- **Required actions**:
(1) Answer these about the Blazegraph failure ticket, one line each:
(a) What status is the ticket listed under?
(b) For each candidate, what two things are to be determined?
(c) Which datatype is named in the final horizontal candidate?
(2) Could you carry on the Blazegraph failure ticket from its last line?

Page MenuHomePhabricator

[EPIC] Get estimates for dropping data from Wikidata in case of Blazegraph catastrophic failure
Closed, ResolvedPublic

Description

As a Wikidata user, I want Wikidata to function with limited data in the case of Blazegraph failure due to reaching maximum graph size, rather than being completely non-functional.

This ticket is a part of WDQS disaster planning, and reflects research into mitigation strategies for catastrophic failure of Blazegraph: specifically in the case that the Wikidata graph becomes too big for Blazegraph to continue supporting. This is not a commitment to a long term state of WDQS or Wikidata, but part of the disaster mitigation playbook in a worst case scenario.

In the case of Blazegraph reaching the maximum number of triples it can store, we may need to prioritize which data to keep and which to delete (temporarily, until we can reload it back in from dumps later, when our graph backend can support it). This task is to determine how much space we can save by deleting the candidates below. Note that these candidates are unordered in priority, and this list does not take into account anything beyond the size of these data in Blazegraph.

For each candidate in the list, determine its size in Blazegraph (actual, percentage), and how much runway time deleting it gains us at current Wikidata growth rate.

Vertical data: No subtask ticket for this completed task; results here https://wikitech.wikimedia.org/wiki/User:AKhatun/Wikidata_Vertical_Analysis#Additional_Info

  • All non-English labels
  • All labels that are covered by fallbacks (names duplicated across 200 languages etc)
  • All labels
  • all descriptions
  • All aliases
  • All labels, description and aliases
  • External identifiers

Horizontal data:

  • Scholarly papers
  • Astronomical objects
  • Items that don’t have 3 backlinks
  • Non-normalized values
  • non-top-ranked statements
  • Every item with ORES quality score lower than X or no ORES score
  • All statements of a specific datatype: monolingual text (not important for querying says Lydia)

- **Information given**:

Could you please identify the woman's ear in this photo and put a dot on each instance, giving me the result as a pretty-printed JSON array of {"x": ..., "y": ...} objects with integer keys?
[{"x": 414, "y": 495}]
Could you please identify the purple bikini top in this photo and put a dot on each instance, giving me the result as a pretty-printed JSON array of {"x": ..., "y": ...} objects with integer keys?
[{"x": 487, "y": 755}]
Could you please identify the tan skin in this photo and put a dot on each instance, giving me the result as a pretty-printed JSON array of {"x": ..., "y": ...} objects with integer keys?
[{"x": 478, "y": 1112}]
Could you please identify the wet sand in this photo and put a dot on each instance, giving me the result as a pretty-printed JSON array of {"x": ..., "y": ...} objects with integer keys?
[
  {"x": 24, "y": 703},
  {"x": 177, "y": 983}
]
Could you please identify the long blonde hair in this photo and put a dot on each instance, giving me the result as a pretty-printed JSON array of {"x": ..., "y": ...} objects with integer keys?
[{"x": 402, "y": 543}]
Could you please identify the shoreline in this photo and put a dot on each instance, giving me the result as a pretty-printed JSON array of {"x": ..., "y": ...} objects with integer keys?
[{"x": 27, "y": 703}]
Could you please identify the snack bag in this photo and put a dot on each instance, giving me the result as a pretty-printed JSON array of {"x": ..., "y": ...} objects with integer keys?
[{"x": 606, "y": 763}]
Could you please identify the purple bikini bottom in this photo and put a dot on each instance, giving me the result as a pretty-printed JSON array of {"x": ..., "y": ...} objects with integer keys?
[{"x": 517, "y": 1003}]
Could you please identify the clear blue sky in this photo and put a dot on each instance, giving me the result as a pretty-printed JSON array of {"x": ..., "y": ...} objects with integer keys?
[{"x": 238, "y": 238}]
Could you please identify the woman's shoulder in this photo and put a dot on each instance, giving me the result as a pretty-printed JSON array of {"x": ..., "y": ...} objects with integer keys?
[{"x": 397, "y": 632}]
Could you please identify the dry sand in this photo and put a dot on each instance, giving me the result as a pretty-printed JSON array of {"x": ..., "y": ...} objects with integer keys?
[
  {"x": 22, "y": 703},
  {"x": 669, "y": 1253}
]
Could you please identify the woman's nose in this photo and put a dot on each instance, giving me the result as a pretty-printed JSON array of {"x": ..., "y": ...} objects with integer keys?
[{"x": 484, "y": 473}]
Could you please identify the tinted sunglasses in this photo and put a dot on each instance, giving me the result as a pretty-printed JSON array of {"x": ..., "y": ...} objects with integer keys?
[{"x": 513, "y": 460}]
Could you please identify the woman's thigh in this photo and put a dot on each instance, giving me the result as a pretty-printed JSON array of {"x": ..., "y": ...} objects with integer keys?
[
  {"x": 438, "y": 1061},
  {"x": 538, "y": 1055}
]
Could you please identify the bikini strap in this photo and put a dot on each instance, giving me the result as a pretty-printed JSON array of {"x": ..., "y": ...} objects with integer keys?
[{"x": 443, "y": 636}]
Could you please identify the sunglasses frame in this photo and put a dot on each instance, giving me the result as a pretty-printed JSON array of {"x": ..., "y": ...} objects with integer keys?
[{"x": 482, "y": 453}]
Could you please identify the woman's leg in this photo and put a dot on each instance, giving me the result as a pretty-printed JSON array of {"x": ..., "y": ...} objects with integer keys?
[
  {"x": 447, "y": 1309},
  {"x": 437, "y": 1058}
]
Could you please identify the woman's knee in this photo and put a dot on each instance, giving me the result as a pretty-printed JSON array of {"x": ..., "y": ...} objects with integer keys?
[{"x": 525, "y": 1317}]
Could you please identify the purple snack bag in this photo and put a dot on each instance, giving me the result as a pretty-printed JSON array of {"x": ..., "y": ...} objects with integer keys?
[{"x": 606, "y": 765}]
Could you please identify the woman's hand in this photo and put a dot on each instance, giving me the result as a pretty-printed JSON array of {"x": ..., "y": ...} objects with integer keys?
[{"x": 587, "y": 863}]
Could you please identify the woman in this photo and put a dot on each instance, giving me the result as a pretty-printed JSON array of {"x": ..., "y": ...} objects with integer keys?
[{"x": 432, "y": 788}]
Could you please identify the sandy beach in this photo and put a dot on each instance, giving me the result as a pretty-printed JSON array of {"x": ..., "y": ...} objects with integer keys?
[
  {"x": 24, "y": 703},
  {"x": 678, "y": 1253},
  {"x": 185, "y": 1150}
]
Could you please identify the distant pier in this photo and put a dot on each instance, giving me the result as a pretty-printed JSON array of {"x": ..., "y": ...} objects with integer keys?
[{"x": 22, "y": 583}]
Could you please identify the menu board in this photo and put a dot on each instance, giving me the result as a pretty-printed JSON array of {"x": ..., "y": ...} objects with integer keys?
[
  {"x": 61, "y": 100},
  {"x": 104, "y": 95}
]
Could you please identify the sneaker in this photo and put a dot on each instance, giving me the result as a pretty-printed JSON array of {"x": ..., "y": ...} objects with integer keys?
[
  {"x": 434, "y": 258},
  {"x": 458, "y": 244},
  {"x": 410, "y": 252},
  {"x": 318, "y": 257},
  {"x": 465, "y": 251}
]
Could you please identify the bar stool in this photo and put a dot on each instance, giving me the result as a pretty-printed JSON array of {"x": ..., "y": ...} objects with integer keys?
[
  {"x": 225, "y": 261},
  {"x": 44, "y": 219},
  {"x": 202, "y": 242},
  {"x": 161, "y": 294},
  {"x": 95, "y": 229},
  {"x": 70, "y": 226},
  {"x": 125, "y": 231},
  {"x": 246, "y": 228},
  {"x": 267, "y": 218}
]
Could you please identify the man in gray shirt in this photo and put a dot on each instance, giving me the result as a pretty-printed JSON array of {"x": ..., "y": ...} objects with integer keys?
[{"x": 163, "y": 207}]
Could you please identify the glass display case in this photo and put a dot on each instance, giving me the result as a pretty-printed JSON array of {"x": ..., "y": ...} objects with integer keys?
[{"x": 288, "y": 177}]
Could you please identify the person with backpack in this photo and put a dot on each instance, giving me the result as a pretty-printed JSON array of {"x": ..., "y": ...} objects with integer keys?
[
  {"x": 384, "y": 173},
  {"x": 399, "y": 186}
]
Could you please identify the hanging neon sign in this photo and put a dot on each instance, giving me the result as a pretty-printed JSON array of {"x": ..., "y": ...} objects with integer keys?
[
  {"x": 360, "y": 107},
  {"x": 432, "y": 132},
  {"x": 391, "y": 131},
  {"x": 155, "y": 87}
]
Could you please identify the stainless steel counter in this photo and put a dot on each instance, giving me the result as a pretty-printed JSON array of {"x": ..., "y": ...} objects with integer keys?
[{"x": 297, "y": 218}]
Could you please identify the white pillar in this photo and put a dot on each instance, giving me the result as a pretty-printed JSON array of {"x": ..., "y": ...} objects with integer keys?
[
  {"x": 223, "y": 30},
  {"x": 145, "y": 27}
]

- **Results of the tasks**:
(1)
(a) Closed, Resolved (and Public).
(b) Its size in Blazegraph (actual and as a percentage), and how much runway time deleting it gains at the current Wikidata growth rate.
(c) Monolingual text.

(2)
  • Items (without hot properties) that are being queried

Crucial pieces of data we can't drop, but may be community-curated if necessary

  • properties, sitelinks, ontology, humans

Related Objects

StatusSubtypeAssignedTask
ResolvedAKhatun_WMF
OpenNone
OpenNone
OpenNone
ResolvedAKhatun_WMF
OpenNone
OpenNone
OpenNone
ResolvedAKhatun_WMF
ResolvedAKhatun_WMF
ResolvedAKhatun_WMF
ResolvedAKhatun_WMF
ResolvedAKhatun_WMF
ResolvedAKhatun_WMF
ResolvedAKhatun_WMF
ResolvedAKhatun_WMF

Event Timeline

Some of the vertical analyses were done as a part of familiarizing with wikidata. See the findings in Wikidata_Vertical_Analysis. Will get back to this ticket when done with T282139.

Thanks @AKhatun_WMF! The vertical analysis is helpful

CBogen renamed this task from Get estimates for dropping data from Wikidata in case of Blazegraph catastrophic failure to [EPIC] Get estimates for dropping data from Wikidata in case of Blazegraph catastrophic failure.Aug 5 2021, 1:37 PM
CBogen added a project: Epic.

Couldn't we save a lot by simplifying descriptions? (saving which template applies instead of storing the actual string for every language).

Also, dropping items for disambiguation might save a lot.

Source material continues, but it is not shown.